■ **Job 1**:
According to the passage below on the Main-Danube Canal, in what month and year was construction completed on the canal's last 300 kilometers?
— start of Extracted text —
CELEBRATING THE 10TH ANNIVERSARY OF THE MAIN-DANUBE CANAL CROSSING THE CONTINENTAL DIVIDE
Ten years ago this summer, travellers in Germany, for the first time ever, could savour the pastoral beauty of Franconia, Swabia and Lower Bavaria from the decks of a river cruise ship. Two years earlier, in September 1992, construction had been completed on the last 300 kilometres
of canal linking the Main and Danube rivers in the centre of Europe. Eight locks, each with a tremendous lift of up to 25 metres, had finally made it possible for freighters, barges and pleasure craft to scale the continental divide. Crossing Europe by boat from the North Sea to the Black Sea had become a modern-day reality.
Rieslings and Romantic Ruins
Scenic excursions on Germany’s rivers, though, especially on the Rhine and
Moselle, have been popular ever since the days of the Grand Tour. The steep
riverbanks along the meandering Moselle, planted with the country’s
trademark rieslings, and the Rhine gorge, with its castles and fortress
ruins, have welcomed a steady stream of visitors for more than 200 years.
But the opening of the modern Main-Danube Canal, along with the fall of the
Iron Curtain, has added a multitude of waterways to explore Germany and
Berlin to the Baltic
One of the newly accessible cruise routes begins in Berlin, Germany’s
capital. The cruise ship, accommodating approximately 80 passengers,
navigates a succession of canals northeast to the Oder river and Poland’s
Baltic Sea harbour of Szczecin, once a member of the fabled Hanseatic
League. From there, the route swings northwest, along Germany’s Baltic
coast, with stops at the resort islands of Usedom, Ruegen and Hiddensee.
— end of Extracted text —
— start of Record set —
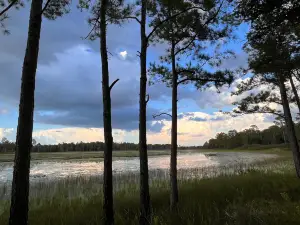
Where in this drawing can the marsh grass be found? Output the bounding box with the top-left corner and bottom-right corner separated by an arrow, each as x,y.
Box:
0,158 -> 300,225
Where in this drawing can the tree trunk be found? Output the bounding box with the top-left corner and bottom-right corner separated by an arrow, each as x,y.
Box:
170,41 -> 178,210
9,0 -> 43,225
139,0 -> 151,225
278,75 -> 300,178
290,75 -> 300,113
100,0 -> 114,225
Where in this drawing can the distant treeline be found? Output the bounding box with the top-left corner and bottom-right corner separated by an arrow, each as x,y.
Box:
203,121 -> 300,149
0,138 -> 196,152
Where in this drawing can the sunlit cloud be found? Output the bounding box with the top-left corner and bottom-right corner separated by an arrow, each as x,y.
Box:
119,50 -> 127,59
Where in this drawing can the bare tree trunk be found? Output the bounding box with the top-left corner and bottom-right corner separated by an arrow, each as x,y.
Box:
139,0 -> 151,225
100,0 -> 114,225
278,75 -> 300,178
290,75 -> 300,113
9,0 -> 43,225
170,41 -> 178,210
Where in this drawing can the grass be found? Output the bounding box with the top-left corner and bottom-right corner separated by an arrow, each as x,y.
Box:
0,150 -> 173,162
0,149 -> 300,225
0,145 -> 286,163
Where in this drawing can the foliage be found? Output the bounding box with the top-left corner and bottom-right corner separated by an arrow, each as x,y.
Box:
148,0 -> 233,89
203,121 -> 300,149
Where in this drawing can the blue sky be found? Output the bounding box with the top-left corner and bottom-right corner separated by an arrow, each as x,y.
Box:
0,3 -> 271,145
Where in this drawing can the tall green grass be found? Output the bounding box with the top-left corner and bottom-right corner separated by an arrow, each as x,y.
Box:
0,159 -> 300,225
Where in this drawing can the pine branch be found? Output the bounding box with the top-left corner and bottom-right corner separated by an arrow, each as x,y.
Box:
124,16 -> 141,24
152,113 -> 172,119
109,79 -> 120,91
175,1 -> 224,55
0,0 -> 18,16
177,77 -> 219,85
84,13 -> 100,39
41,0 -> 51,14
146,6 -> 206,40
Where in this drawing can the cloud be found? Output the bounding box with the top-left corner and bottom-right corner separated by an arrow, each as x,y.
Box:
119,51 -> 127,59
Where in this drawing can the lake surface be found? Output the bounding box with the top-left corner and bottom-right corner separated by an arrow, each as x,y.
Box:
0,152 -> 276,184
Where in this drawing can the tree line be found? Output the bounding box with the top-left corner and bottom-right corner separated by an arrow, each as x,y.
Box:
202,121 -> 300,149
0,138 -> 193,153
0,0 -> 300,225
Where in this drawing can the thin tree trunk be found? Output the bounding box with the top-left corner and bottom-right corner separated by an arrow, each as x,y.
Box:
290,75 -> 300,113
9,0 -> 43,225
278,75 -> 300,178
170,41 -> 178,210
139,0 -> 151,225
100,0 -> 114,225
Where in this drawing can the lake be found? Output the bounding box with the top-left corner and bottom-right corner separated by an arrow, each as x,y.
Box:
0,152 -> 276,184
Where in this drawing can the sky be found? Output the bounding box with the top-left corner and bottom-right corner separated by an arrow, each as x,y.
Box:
0,5 -> 278,146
— end of Record set —
■ **Job 2**:
Put the lines of the entries, starting with the line containing "Where in this drawing can the blue" and going on through the line containing "0,159 -> 300,225", into a JSON list of strings with one string per line, leaving out blank lines.

■ **Response 1**:
September 1992

■ **Response 2**:
[
  "Where in this drawing can the blue sky be found? Output the bounding box with the top-left corner and bottom-right corner separated by an arrow, each as x,y.",
  "Box:",
  "0,3 -> 271,145",
  "Where in this drawing can the tall green grass be found? Output the bounding box with the top-left corner and bottom-right corner separated by an arrow, each as x,y.",
  "Box:",
  "0,159 -> 300,225"
]